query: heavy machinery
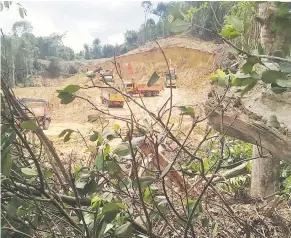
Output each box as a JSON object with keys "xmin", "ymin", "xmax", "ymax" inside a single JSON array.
[
  {"xmin": 19, "ymin": 98, "xmax": 52, "ymax": 130},
  {"xmin": 164, "ymin": 68, "xmax": 177, "ymax": 88},
  {"xmin": 122, "ymin": 81, "xmax": 163, "ymax": 97},
  {"xmin": 99, "ymin": 71, "xmax": 114, "ymax": 85},
  {"xmin": 100, "ymin": 88, "xmax": 125, "ymax": 108}
]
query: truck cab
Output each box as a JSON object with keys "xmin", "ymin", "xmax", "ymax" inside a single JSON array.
[
  {"xmin": 122, "ymin": 81, "xmax": 135, "ymax": 92},
  {"xmin": 19, "ymin": 98, "xmax": 51, "ymax": 130},
  {"xmin": 100, "ymin": 71, "xmax": 114, "ymax": 85}
]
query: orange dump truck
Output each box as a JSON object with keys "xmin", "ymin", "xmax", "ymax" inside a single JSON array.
[{"xmin": 123, "ymin": 81, "xmax": 163, "ymax": 97}]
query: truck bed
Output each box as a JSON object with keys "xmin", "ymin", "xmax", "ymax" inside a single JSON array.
[{"xmin": 135, "ymin": 84, "xmax": 163, "ymax": 91}]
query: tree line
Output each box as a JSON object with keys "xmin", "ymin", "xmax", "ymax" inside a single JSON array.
[{"xmin": 1, "ymin": 1, "xmax": 259, "ymax": 86}]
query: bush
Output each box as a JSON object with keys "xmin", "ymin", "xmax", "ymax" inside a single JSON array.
[{"xmin": 47, "ymin": 57, "xmax": 61, "ymax": 78}]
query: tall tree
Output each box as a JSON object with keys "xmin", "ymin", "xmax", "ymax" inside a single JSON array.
[
  {"xmin": 83, "ymin": 43, "xmax": 91, "ymax": 60},
  {"xmin": 91, "ymin": 38, "xmax": 102, "ymax": 59},
  {"xmin": 141, "ymin": 1, "xmax": 153, "ymax": 43},
  {"xmin": 12, "ymin": 21, "xmax": 32, "ymax": 37}
]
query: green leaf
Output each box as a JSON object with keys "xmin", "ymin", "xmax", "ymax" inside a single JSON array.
[
  {"xmin": 229, "ymin": 16, "xmax": 243, "ymax": 31},
  {"xmin": 113, "ymin": 143, "xmax": 130, "ymax": 156},
  {"xmin": 114, "ymin": 222, "xmax": 133, "ymax": 237},
  {"xmin": 114, "ymin": 124, "xmax": 120, "ymax": 132},
  {"xmin": 18, "ymin": 7, "xmax": 24, "ymax": 18},
  {"xmin": 179, "ymin": 106, "xmax": 195, "ymax": 117},
  {"xmin": 170, "ymin": 20, "xmax": 190, "ymax": 34},
  {"xmin": 91, "ymin": 196, "xmax": 102, "ymax": 207},
  {"xmin": 261, "ymin": 70, "xmax": 286, "ymax": 84},
  {"xmin": 58, "ymin": 92, "xmax": 75, "ymax": 104},
  {"xmin": 279, "ymin": 62, "xmax": 291, "ymax": 73},
  {"xmin": 1, "ymin": 154, "xmax": 12, "ymax": 177},
  {"xmin": 241, "ymin": 62, "xmax": 253, "ymax": 73},
  {"xmin": 147, "ymin": 72, "xmax": 160, "ymax": 86},
  {"xmin": 102, "ymin": 202, "xmax": 119, "ymax": 214},
  {"xmin": 90, "ymin": 132, "xmax": 99, "ymax": 142},
  {"xmin": 221, "ymin": 27, "xmax": 240, "ymax": 39},
  {"xmin": 63, "ymin": 85, "xmax": 81, "ymax": 94},
  {"xmin": 64, "ymin": 131, "xmax": 73, "ymax": 142},
  {"xmin": 276, "ymin": 79, "xmax": 291, "ymax": 88},
  {"xmin": 21, "ymin": 168, "xmax": 38, "ymax": 176},
  {"xmin": 7, "ymin": 196, "xmax": 20, "ymax": 218},
  {"xmin": 20, "ymin": 120, "xmax": 38, "ymax": 130},
  {"xmin": 95, "ymin": 153, "xmax": 105, "ymax": 170},
  {"xmin": 271, "ymin": 83, "xmax": 287, "ymax": 94}
]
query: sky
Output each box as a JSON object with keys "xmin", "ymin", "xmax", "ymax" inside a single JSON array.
[{"xmin": 0, "ymin": 1, "xmax": 160, "ymax": 52}]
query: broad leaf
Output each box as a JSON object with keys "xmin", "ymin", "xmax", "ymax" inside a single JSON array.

—————

> **Goal of the exercise**
Would you restate the listing word for word and leave every picture out?

> **Solution to this exercise**
query: heavy machinery
Output each box as a JSON object with keys "xmin", "ymin", "xmax", "ymax" inside a single JSON array.
[
  {"xmin": 19, "ymin": 98, "xmax": 52, "ymax": 130},
  {"xmin": 164, "ymin": 68, "xmax": 177, "ymax": 88},
  {"xmin": 122, "ymin": 81, "xmax": 163, "ymax": 97},
  {"xmin": 99, "ymin": 71, "xmax": 114, "ymax": 85},
  {"xmin": 100, "ymin": 88, "xmax": 125, "ymax": 108}
]
query: truck cab
Output each box as a JSON object with keys "xmin", "ymin", "xmax", "ymax" inside a single JSON array.
[
  {"xmin": 122, "ymin": 81, "xmax": 135, "ymax": 92},
  {"xmin": 19, "ymin": 98, "xmax": 51, "ymax": 130},
  {"xmin": 100, "ymin": 71, "xmax": 114, "ymax": 85}
]
query: orange dump truck
Output each box as a JSON object with keys "xmin", "ymin", "xmax", "ymax" inside a single JSON array.
[{"xmin": 123, "ymin": 81, "xmax": 163, "ymax": 97}]
query: truck bed
Output each box as a JSON object with keys "xmin", "ymin", "xmax", "ymax" inside a single JSON array.
[{"xmin": 135, "ymin": 84, "xmax": 163, "ymax": 91}]
query: tree line
Output each box as a JSON object with keys "xmin", "ymin", "xmax", "ymax" inside a single JSON array.
[{"xmin": 1, "ymin": 1, "xmax": 259, "ymax": 86}]
query: bush
Output each box as a JSON object with keys "xmin", "ymin", "xmax", "ymax" inside a single JSON array.
[{"xmin": 47, "ymin": 57, "xmax": 61, "ymax": 78}]
query: tall tree
Output each box as a JSON object with keys "xmin", "ymin", "xmax", "ymax" inside a single JSON array.
[
  {"xmin": 83, "ymin": 43, "xmax": 91, "ymax": 60},
  {"xmin": 91, "ymin": 38, "xmax": 102, "ymax": 59},
  {"xmin": 141, "ymin": 1, "xmax": 153, "ymax": 43},
  {"xmin": 12, "ymin": 21, "xmax": 32, "ymax": 37}
]
query: green leaf
Output each box as a JSON object with keys "xmin", "ymin", "xmax", "ymax" inside a single JSON array.
[
  {"xmin": 229, "ymin": 16, "xmax": 243, "ymax": 31},
  {"xmin": 113, "ymin": 143, "xmax": 130, "ymax": 156},
  {"xmin": 114, "ymin": 222, "xmax": 133, "ymax": 237},
  {"xmin": 114, "ymin": 124, "xmax": 120, "ymax": 132},
  {"xmin": 18, "ymin": 7, "xmax": 24, "ymax": 18},
  {"xmin": 179, "ymin": 106, "xmax": 195, "ymax": 117},
  {"xmin": 170, "ymin": 20, "xmax": 190, "ymax": 34},
  {"xmin": 91, "ymin": 196, "xmax": 102, "ymax": 207},
  {"xmin": 261, "ymin": 70, "xmax": 286, "ymax": 84},
  {"xmin": 58, "ymin": 92, "xmax": 75, "ymax": 104},
  {"xmin": 279, "ymin": 62, "xmax": 291, "ymax": 73},
  {"xmin": 1, "ymin": 154, "xmax": 12, "ymax": 177},
  {"xmin": 241, "ymin": 62, "xmax": 253, "ymax": 73},
  {"xmin": 147, "ymin": 72, "xmax": 160, "ymax": 86},
  {"xmin": 102, "ymin": 202, "xmax": 119, "ymax": 214},
  {"xmin": 90, "ymin": 132, "xmax": 99, "ymax": 142},
  {"xmin": 221, "ymin": 27, "xmax": 240, "ymax": 39},
  {"xmin": 63, "ymin": 85, "xmax": 81, "ymax": 94},
  {"xmin": 64, "ymin": 131, "xmax": 73, "ymax": 142},
  {"xmin": 276, "ymin": 79, "xmax": 291, "ymax": 88},
  {"xmin": 21, "ymin": 168, "xmax": 38, "ymax": 176},
  {"xmin": 7, "ymin": 196, "xmax": 20, "ymax": 218},
  {"xmin": 20, "ymin": 120, "xmax": 38, "ymax": 130},
  {"xmin": 95, "ymin": 153, "xmax": 105, "ymax": 170},
  {"xmin": 271, "ymin": 83, "xmax": 287, "ymax": 94}
]
query: sky
Output each box as a JSON object with keys "xmin", "ymin", "xmax", "ymax" inside a single JSON array.
[{"xmin": 0, "ymin": 1, "xmax": 160, "ymax": 52}]
query: broad leaf
Output each box as a JSON object with keys "xmin", "ymin", "xmax", "ymax" inside a single JSON array.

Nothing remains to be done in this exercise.